--- Entries supplied ---

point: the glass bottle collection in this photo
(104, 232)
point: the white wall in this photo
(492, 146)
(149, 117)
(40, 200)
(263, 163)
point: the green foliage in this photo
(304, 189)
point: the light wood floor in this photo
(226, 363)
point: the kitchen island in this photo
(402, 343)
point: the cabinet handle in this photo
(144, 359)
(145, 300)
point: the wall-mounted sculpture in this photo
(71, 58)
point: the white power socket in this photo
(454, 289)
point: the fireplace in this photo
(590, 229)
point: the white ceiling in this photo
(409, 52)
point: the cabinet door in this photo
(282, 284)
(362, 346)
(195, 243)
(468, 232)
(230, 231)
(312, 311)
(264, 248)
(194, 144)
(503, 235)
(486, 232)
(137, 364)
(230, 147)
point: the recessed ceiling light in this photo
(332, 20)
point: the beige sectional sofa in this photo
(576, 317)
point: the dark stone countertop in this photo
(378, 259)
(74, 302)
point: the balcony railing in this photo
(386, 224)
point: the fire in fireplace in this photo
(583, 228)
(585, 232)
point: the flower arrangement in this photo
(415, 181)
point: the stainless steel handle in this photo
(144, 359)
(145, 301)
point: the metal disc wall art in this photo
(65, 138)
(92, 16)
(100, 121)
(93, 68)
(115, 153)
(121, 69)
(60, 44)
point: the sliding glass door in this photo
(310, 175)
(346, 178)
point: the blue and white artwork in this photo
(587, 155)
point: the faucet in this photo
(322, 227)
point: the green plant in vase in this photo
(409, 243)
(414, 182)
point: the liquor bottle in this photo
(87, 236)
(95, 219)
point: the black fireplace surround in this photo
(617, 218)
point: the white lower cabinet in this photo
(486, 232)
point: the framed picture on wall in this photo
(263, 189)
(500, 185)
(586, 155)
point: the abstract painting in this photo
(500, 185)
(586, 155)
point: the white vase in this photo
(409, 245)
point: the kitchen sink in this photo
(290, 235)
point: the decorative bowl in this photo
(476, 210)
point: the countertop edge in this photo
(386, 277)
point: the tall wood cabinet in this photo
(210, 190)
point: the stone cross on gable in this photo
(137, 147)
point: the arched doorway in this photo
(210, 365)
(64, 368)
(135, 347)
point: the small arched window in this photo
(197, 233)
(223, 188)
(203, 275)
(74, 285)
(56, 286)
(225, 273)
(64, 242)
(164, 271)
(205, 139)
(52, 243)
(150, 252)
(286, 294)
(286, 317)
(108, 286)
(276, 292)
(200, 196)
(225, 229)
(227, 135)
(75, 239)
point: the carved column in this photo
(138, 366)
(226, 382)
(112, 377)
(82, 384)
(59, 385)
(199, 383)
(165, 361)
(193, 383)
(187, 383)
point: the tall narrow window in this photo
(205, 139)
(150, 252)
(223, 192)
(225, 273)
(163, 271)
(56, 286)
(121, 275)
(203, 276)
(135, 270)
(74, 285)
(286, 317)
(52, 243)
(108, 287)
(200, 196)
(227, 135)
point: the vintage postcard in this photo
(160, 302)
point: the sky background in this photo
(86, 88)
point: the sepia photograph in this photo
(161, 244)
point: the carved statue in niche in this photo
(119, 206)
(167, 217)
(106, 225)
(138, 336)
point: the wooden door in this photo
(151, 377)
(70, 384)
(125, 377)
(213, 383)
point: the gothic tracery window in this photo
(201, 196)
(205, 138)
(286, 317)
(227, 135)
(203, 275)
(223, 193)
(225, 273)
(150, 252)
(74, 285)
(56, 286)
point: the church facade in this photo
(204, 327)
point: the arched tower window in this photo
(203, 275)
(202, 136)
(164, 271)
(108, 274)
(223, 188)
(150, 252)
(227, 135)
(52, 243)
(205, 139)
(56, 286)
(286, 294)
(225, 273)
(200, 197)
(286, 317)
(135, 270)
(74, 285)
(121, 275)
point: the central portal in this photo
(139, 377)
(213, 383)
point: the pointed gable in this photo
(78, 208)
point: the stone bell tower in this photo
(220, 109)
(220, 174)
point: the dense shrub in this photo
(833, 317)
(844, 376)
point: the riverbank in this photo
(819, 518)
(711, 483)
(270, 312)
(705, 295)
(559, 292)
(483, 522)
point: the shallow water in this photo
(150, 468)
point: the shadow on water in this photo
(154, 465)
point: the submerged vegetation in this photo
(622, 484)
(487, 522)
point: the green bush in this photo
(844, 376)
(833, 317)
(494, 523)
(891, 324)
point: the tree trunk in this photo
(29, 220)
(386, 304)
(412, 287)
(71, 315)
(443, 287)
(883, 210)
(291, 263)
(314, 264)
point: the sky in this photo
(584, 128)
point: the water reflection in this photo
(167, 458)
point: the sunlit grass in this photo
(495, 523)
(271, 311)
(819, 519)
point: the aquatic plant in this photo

---

**Work instructions:** Put the lines of the material, from the one containing "point: the wooden door in this photo" through the end, into a numbered list and leave out any blank lines.

**Response to the exercise:**
1. point: the wooden door in this photo
2. (151, 377)
3. (70, 384)
4. (125, 377)
5. (213, 383)
6. point: the gothic tracery window in this photo
7. (201, 196)
8. (205, 138)
9. (286, 317)
10. (227, 135)
11. (203, 275)
12. (223, 193)
13. (225, 273)
14. (150, 252)
15. (74, 285)
16. (56, 286)
17. point: the church facade in this photo
18. (204, 327)
19. point: the arched tower window in this photo
20. (203, 275)
21. (202, 136)
22. (164, 271)
23. (108, 274)
24. (223, 188)
25. (150, 252)
26. (227, 135)
27. (52, 243)
28. (205, 139)
29. (56, 286)
30. (286, 294)
31. (225, 273)
32. (200, 197)
33. (286, 317)
34. (135, 270)
35. (74, 285)
36. (121, 275)
37. point: the central portal in this photo
38. (139, 377)
39. (213, 383)
40. point: the pointed gable in this photo
41. (78, 208)
42. point: the stone bell tower in this photo
43. (220, 109)
44. (220, 174)
45. point: the dense shrub in this photo
46. (833, 317)
47. (844, 376)
48. point: the riverbank in this photo
49. (819, 518)
50. (711, 483)
51. (270, 312)
52. (705, 295)
53. (559, 292)
54. (483, 522)
55. point: the shallow water in this photo
56. (150, 468)
57. point: the shadow on water in this photo
58. (154, 465)
59. point: the submerged vegetation in this photo
60. (622, 484)
61. (487, 522)
62. point: the green bush in this photo
63. (844, 376)
64. (833, 317)
65. (494, 523)
66. (891, 324)
67. point: the tree trunk in this photo
68. (29, 220)
69. (386, 304)
70. (412, 287)
71. (71, 315)
72. (443, 287)
73. (883, 210)
74. (291, 263)
75. (314, 264)
76. point: the sky in this photo
77. (584, 128)
78. point: the water reflection in this photo
79. (167, 458)
80. point: the sunlit grass in this photo
81. (495, 523)
82. (271, 311)
83. (819, 519)
84. point: the aquatic plant in this photo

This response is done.